§ **Exercise details**
The number of lines holding "instance" is all you should give; count them in the records below.

[Records for this task Boundary: Start]

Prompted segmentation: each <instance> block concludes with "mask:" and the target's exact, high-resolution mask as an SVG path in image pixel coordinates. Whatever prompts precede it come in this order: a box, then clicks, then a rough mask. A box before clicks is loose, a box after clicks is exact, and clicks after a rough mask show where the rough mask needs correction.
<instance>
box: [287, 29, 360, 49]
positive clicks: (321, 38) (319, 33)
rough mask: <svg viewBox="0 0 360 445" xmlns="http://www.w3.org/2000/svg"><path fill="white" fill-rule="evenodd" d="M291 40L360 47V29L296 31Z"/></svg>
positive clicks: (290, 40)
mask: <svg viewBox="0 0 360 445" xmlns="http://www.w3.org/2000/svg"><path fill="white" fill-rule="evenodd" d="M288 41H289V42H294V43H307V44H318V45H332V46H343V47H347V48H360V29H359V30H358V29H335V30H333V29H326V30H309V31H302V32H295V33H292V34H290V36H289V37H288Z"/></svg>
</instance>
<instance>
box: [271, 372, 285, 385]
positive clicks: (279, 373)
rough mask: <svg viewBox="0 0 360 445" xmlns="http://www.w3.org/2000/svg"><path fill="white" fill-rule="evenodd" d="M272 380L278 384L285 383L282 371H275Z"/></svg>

[Records for this task Boundary: End]

§ **Written answer**
4